━━ ZITIERTER TEXT

Deborah Vietor-Engländer ist seit einiger Zeit mit der Edition der Gesamtausgabe der „Plauderbriefe“ Alfred Kerr beschäftigt. In der Zeit von 1897 bis 1922 schrieb Kerr neben seinen unzähligen bissigen Theaterkritiken, die ihn so berühmt und in der Theaterwelt gefürchtet machten, jene „Berliner Briefe“ für die Breslauer Zeitung und die Königsberger Zeitung. In ihnen findet sich eine Kultur- und Mentalitätsgeschichte der aufstrebenden Metropole. Kein anderer hat die Entwicklung Berlins so kontinuierlich und über eine solch lange und entscheidende Phase ihrer Stadtgeschichte verfolgt. Und kein anderer hat so genau hingeschaut und die Skandale und Skandälchen der Berliner Gesellschaft so treffend geschildert. Wenn jene Gesamtausgabe der „Plauderbriefe“ erscheint, bietet sie den Kulturwissenschaften eine Fülle an bislang vergessenem oder nur sehr schwer zugänglichem Material zur eigenen Forschung.

━━━━

- **SCHRIFTLICHE AUFGABE 1**
Fasse den Absatz „Deborah Vietor-Engländer ist seit einiger Zeit …“ aus dem zitierten Text als kurze Stichpunktliste zusammen und behalte dabei die wesentlichen Fakten bei.

━━ AUFLISTUNG

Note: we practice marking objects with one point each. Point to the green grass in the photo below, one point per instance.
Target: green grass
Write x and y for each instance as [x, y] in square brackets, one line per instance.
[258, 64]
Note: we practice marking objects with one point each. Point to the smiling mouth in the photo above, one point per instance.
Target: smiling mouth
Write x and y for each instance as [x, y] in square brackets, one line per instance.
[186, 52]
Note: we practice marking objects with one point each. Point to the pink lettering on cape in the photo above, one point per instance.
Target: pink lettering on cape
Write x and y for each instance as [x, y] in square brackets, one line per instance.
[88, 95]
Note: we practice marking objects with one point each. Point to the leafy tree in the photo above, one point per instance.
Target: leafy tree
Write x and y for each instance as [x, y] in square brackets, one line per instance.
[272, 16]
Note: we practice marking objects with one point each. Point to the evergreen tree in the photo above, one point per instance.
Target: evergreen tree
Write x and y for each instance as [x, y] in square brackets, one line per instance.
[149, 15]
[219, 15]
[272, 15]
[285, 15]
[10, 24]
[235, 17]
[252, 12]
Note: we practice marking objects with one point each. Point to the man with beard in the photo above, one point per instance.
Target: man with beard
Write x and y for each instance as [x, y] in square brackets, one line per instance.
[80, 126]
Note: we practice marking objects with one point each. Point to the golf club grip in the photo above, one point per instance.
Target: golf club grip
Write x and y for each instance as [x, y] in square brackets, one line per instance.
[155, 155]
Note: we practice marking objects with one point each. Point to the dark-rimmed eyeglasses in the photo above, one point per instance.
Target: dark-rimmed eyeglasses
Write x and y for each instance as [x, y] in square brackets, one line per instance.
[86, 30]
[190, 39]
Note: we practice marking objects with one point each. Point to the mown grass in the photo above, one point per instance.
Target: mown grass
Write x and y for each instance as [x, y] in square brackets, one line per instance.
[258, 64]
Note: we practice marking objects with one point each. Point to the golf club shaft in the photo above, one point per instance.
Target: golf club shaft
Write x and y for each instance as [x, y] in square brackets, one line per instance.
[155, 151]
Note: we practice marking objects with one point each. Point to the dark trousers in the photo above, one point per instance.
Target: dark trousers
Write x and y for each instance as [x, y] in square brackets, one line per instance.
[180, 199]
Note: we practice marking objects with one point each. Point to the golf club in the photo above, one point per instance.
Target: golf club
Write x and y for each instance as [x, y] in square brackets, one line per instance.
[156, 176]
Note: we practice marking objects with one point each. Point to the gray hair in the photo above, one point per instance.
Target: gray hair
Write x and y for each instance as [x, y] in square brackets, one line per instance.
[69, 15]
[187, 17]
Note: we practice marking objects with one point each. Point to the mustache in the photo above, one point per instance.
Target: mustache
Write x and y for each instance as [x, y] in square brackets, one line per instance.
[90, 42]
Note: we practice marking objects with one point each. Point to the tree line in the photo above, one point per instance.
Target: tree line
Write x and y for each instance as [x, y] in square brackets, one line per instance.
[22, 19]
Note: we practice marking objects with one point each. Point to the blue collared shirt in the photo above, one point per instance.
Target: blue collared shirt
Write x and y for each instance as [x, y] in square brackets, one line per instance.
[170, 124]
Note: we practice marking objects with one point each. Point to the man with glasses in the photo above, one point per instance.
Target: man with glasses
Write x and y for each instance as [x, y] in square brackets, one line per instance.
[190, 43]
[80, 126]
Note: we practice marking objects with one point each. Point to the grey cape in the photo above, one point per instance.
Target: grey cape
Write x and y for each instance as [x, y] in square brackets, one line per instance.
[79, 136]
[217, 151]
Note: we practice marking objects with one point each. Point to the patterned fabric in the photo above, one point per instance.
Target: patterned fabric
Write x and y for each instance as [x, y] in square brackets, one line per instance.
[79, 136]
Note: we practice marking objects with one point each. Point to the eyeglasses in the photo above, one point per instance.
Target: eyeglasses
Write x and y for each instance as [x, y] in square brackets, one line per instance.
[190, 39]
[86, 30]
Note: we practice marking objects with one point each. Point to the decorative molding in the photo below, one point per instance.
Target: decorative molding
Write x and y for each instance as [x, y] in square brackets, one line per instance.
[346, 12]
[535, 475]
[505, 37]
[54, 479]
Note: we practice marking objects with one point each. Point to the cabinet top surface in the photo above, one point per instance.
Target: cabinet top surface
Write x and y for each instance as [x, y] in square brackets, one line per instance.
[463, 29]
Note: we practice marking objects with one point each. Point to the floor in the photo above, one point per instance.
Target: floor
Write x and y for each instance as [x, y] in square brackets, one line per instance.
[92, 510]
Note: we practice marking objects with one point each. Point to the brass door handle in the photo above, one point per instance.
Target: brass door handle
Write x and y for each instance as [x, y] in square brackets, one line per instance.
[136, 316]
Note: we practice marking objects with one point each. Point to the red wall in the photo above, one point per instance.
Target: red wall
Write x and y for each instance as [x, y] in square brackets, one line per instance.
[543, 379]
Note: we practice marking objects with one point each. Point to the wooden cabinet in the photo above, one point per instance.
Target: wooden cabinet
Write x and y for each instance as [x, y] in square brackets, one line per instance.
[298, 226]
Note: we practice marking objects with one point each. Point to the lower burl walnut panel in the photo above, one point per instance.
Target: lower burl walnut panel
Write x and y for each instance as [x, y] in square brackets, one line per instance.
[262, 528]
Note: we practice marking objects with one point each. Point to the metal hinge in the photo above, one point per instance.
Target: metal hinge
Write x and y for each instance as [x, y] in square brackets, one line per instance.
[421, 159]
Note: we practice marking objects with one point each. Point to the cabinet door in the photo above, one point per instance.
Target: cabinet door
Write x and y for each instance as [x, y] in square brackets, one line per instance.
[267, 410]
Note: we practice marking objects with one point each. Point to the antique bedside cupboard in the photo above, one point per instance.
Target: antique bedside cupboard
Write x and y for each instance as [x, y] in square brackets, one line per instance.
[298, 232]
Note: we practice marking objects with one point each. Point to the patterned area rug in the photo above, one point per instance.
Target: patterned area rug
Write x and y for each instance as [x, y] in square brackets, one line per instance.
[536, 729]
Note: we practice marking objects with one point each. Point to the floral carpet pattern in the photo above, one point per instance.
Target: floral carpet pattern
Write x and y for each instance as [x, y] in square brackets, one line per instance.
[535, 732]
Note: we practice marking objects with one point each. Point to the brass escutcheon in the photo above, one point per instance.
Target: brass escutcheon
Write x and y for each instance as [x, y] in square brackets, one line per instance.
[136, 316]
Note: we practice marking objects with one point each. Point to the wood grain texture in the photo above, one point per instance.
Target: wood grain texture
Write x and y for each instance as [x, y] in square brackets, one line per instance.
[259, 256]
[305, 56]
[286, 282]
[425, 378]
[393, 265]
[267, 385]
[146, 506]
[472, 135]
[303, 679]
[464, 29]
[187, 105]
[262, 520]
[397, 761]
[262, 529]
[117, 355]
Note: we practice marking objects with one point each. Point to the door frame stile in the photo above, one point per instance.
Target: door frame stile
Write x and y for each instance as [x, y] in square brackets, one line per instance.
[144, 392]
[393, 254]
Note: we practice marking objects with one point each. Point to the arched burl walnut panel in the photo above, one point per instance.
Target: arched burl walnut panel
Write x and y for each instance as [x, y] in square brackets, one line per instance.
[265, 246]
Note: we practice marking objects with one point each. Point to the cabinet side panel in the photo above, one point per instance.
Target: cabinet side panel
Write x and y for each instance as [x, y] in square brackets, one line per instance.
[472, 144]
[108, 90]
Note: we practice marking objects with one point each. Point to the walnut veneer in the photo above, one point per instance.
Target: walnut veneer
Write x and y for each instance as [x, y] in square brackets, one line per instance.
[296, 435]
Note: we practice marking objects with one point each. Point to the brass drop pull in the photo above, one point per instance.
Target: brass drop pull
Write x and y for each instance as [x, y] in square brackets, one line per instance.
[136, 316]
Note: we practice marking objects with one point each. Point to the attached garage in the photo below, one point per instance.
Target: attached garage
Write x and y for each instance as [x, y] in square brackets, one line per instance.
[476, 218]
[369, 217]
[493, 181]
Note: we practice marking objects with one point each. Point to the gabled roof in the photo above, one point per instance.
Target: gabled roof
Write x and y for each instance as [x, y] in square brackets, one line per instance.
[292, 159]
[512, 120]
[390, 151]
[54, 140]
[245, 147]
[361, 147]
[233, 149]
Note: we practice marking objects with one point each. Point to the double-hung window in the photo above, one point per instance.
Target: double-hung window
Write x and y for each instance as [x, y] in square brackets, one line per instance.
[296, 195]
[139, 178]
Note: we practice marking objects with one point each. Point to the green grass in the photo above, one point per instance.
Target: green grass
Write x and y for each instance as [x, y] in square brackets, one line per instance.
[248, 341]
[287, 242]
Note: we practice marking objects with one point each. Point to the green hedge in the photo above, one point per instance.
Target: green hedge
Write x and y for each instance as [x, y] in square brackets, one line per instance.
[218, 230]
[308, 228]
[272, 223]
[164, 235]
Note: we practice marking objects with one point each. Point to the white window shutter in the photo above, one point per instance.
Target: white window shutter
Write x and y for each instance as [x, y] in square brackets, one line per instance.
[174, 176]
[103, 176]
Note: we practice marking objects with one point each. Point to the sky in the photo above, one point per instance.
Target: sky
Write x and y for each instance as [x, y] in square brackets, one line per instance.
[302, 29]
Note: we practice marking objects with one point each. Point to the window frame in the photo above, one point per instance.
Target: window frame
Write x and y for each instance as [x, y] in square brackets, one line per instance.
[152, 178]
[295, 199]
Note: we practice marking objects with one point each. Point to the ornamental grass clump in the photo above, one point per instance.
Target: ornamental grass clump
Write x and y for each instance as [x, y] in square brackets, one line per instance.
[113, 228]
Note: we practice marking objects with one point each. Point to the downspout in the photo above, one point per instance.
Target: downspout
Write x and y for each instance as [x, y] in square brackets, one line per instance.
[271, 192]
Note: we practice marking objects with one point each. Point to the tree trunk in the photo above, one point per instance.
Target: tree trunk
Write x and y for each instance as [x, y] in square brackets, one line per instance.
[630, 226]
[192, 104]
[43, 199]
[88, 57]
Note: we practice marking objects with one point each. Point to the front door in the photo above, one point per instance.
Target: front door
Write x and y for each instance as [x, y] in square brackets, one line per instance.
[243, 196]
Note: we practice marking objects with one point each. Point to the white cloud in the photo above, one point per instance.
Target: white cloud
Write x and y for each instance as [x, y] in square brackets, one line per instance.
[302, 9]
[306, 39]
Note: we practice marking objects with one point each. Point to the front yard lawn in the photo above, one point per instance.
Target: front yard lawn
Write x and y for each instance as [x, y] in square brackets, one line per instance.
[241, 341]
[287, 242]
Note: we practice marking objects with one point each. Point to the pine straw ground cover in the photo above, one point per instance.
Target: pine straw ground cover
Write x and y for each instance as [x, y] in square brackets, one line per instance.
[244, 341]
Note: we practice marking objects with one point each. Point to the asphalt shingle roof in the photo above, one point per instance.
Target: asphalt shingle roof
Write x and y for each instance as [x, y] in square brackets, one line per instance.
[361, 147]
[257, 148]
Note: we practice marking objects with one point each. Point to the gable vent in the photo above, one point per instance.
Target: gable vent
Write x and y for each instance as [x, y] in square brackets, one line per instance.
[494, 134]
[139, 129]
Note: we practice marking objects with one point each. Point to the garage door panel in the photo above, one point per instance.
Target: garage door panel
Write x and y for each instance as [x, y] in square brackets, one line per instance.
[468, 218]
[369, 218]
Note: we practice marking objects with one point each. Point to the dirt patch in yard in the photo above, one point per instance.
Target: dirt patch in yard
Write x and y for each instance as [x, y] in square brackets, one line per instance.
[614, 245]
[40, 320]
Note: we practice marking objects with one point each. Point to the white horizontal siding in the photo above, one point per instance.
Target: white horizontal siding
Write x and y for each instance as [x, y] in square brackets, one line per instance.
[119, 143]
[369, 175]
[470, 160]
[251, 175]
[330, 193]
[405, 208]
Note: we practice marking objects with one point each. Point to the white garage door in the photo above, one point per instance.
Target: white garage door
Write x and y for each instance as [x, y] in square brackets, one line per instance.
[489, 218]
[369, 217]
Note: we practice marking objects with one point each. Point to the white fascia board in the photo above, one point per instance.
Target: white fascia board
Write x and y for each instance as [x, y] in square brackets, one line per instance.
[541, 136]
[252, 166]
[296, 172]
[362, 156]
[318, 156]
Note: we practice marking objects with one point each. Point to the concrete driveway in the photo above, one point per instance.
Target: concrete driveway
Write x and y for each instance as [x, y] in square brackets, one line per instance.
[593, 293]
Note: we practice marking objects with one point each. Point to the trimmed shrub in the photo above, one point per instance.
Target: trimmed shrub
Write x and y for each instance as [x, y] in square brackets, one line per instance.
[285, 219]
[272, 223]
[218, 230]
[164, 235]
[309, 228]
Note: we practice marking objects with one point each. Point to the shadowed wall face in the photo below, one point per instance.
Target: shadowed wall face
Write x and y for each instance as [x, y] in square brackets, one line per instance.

━━━━

- **SCHRIFTLICHE AUFGABE 2**
Filtere die Auflistung und gib jede Zeile wieder, die die Zeichenfolge „carpet“ enthält. Dabei zählt die Groß- und Kleinschreibung.

- **ERGEBNIS 1**
- Deborah Vietor-Engländer arbeitet an der Gesamtausgabe von Alfred Kerrs „Plauderbriefen“.
- Kerr schrieb sie von 1897 bis 1922 neben seinen bissigen, gefürchteten Theaterkritiken als „Berliner Briefe“ für die Breslauer Zeitung und die Königsberger Zeitung.
- Die Briefe enthalten eine Kultur- und Mentalitätsgeschichte der aufstrebenden Metropole.
- Kein anderer hat Berlins Entwicklung so kontinuierlich und über eine so lange, entscheidende Phase verfolgt.
- Kein anderer hat die Skandale der Berliner Gesellschaft so treffend geschildert.
- Die Gesamtausgabe wird den Kulturwissenschaften viel bislang vergessenes oder schwer zugängliches Material bieten.

- **ERGEBNIS 2**
Note: we practice marking objects with one point each. Point to the floral carpet pattern in the photo above, one point per instance.
Target: floral carpet pattern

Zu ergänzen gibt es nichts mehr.